__EXERCISE DESCRIPTION__. Substitute "marker" for every "pin" in the rows from the first one up to and including the line with "(1122, 414)", and change nothing else. Return only those lines, without the pictures.

********

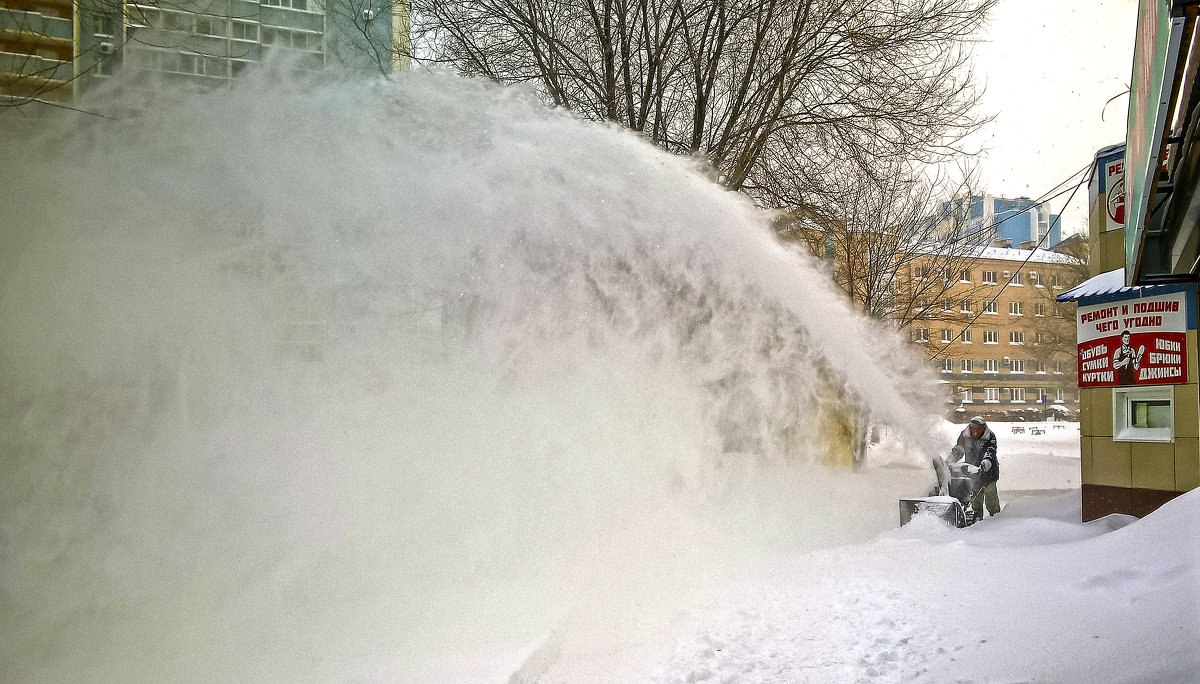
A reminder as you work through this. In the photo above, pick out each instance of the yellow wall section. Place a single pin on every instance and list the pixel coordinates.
(1153, 466)
(1085, 460)
(1187, 412)
(1187, 465)
(1111, 463)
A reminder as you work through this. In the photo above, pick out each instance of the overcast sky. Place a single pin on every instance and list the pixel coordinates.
(1050, 65)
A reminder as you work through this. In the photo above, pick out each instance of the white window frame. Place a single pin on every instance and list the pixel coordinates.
(1122, 414)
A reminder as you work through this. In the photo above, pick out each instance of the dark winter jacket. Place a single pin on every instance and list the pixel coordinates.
(976, 451)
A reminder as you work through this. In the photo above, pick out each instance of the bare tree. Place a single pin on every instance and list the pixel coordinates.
(897, 243)
(771, 91)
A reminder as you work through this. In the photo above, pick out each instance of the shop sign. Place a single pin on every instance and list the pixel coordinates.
(1133, 342)
(1114, 173)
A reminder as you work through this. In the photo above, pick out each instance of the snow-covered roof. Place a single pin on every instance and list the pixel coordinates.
(1008, 255)
(1110, 282)
(1036, 257)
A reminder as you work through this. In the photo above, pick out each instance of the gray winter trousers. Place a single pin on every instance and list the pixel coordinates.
(990, 497)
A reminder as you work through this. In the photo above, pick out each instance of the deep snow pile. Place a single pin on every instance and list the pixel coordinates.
(1031, 595)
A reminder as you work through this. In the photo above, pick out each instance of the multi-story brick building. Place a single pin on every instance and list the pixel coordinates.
(1003, 346)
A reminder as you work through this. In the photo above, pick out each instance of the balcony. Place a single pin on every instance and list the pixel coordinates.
(33, 69)
(33, 27)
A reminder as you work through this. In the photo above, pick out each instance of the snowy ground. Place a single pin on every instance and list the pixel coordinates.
(1030, 595)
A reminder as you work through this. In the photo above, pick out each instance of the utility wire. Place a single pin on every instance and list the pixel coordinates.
(1024, 262)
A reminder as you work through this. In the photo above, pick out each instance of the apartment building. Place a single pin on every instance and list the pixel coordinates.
(37, 49)
(1005, 348)
(52, 49)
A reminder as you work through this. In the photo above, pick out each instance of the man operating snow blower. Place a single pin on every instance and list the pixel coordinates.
(966, 480)
(977, 447)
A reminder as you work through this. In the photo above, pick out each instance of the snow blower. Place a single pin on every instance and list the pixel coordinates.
(954, 508)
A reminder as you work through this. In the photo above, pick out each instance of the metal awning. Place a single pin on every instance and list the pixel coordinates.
(1111, 282)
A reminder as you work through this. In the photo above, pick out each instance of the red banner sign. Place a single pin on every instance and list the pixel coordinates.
(1137, 342)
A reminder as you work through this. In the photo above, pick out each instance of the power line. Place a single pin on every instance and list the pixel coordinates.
(1024, 262)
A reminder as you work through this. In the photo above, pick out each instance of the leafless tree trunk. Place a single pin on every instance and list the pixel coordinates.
(773, 93)
(897, 244)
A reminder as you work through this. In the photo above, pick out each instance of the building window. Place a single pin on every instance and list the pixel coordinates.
(291, 4)
(244, 31)
(210, 27)
(1144, 414)
(102, 27)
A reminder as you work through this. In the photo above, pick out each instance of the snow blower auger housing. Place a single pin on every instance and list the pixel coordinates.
(955, 508)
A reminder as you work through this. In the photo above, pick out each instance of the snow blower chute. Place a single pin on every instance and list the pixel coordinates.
(955, 507)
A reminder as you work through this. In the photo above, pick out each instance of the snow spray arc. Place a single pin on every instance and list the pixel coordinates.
(341, 397)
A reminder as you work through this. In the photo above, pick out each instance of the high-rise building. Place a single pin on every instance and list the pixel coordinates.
(1018, 222)
(52, 48)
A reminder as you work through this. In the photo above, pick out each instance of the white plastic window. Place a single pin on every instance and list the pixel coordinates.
(1144, 414)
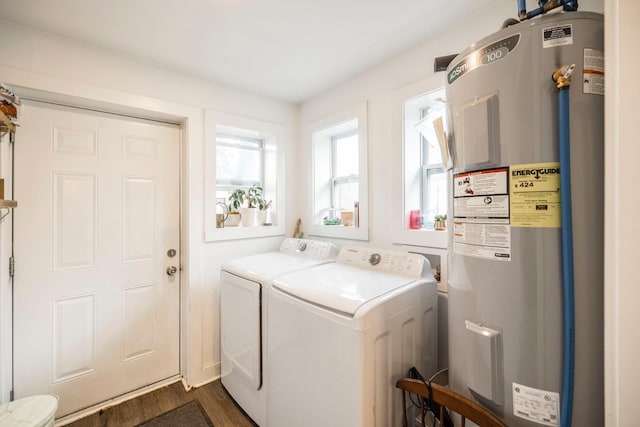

********

__PROBLEM SOLUTION__.
A reminder as you work through this. In the photo above, pick out each instance of the yellow wall section. Place a single marker on every instance and list the pixel coordinates.
(1153, 466)
(1085, 460)
(1187, 412)
(1187, 465)
(1111, 463)
A reminder as you work through this. In the photo above, pick out each instance of the overcast sky. Place a single marker on every instance and list the pixel coordinates.
(1050, 65)
A reminder as you work through this. In the photo above, pick out each instance of the white window frame. Place a single marker on every instance and list the pixel coordinates.
(1122, 414)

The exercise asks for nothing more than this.